Consegna 1 => Elenca tutte le righe dei record che contengono la stringa "with". Le maiuscole e le minuscole contano.

Lacombe: “Oui… Guardi… (Fa vedere al militare alcuni disegni della montagna fatti da mani diverse). È ancora un mistero, perché sono qui? Nemmeno loro sanno perché.

Intanto Roy e Jillian, assieme ad altre persone sono state caricate su un elicottero per essere riportate indietro. Tutti quanti indossano la maschera antigas ma Roy non è affatto convinto del pericolo e, con un gesto deciso, se la toglie e scopre di poter respirare liberamente. Frattanto dall’ufficio del Maggiore Wild Bill, Lacombe guarda fuori della finestra da dove vede benissimo l’elicottero e intanto continua a parlare con il militare tramite, ovviamente, la traduzione di David.

David: (T.L.) “Nemmeno io so cosa sta succedendo e devo assolutamente scoprirlo. Io credo che per ognuna di queste persone ansiose, angosciate che sono venute qui oggi ce ne siano centinaia di altre, anch’esse raggiunte da questa visione, che non ce l’hanno fatta a venire qui semplicemente perché non guardano la televisione o forse l’hanno guardata ma non sono arrivate al collegamento psichico.

Wild Bill: “É una coincidenza! Non c’è niente di scientifico.

Lacombe: “Dia retta a me Maggiore Wild Bill, questo è un evento tecnologico.

In tre riescono a uscire dall’elicottero tra cui, ovviamente, Roy e Jillian. Lacombe osserva, sorridendo, la scena dalla finestra.

I fuggitivi si dirigono di corsa verso la montagna, troppo tardivamente seguiti dai militari, il maggiore ordina un rastrellamento ma se non li trovassero, di irrorare la zona con del gas narcotizzante, lo stesso usato sugli animali che sono stati fatti passare come uccisi dal gas nervino.

Mentre il maggiore si allontana su una Jeep Lacombe mormora:

Lacombe: “Hanno diritto più di noi di stare qui.”

La marcia lungo la montagna è molto faticosa e, in prossimità della cima, il compagno dei due, attardatosi troppo, viene addormentato con il gas mentre Jillian e Roy, riescono a raggiungere la cima per trovare dall’altra parte una base attrezzata di tutto punto con al centro una specie di pista di atterraggio circondata da luci.

Comincia ora il finale pirotecnico ideato da Steven Spielberg.

Consegna 2 => Secondo la sezione di testo, con quale gas il maggiore ordina di irrorare la zona se i fuggitivi non venissero trovati?

Record forniti =>
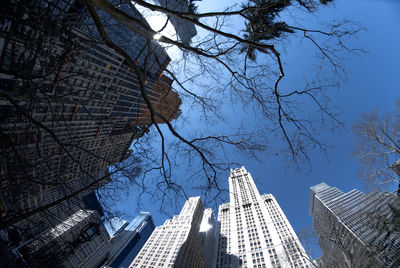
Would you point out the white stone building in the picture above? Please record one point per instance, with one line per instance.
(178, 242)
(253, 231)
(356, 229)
* * *
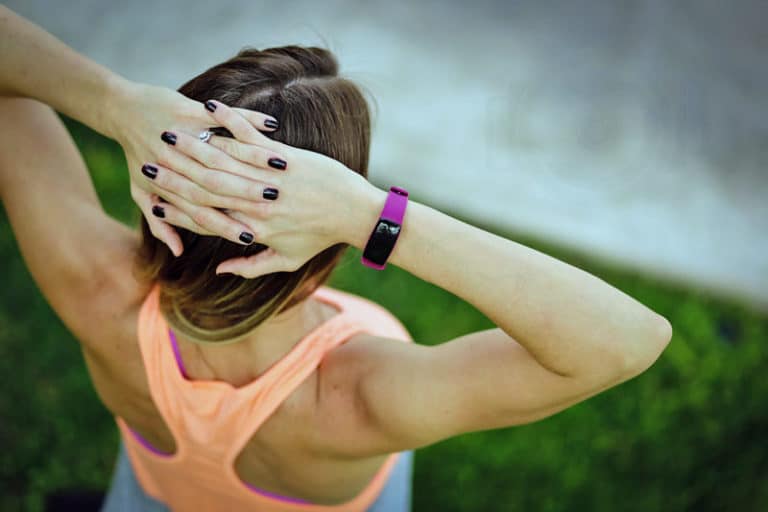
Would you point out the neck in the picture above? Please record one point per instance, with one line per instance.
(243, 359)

Risposta corretta 1 =>
Would you point out the white stone building in the picture above? Please record one point per instance, with one line per instance.
Would you point out the neck in the picture above? Please record one point per instance, with one line per instance.

Risposta corretta 2 => Con del gas narcotizzante, lo stesso usato sugli animali fatti passare come uccisi dal gas nervino.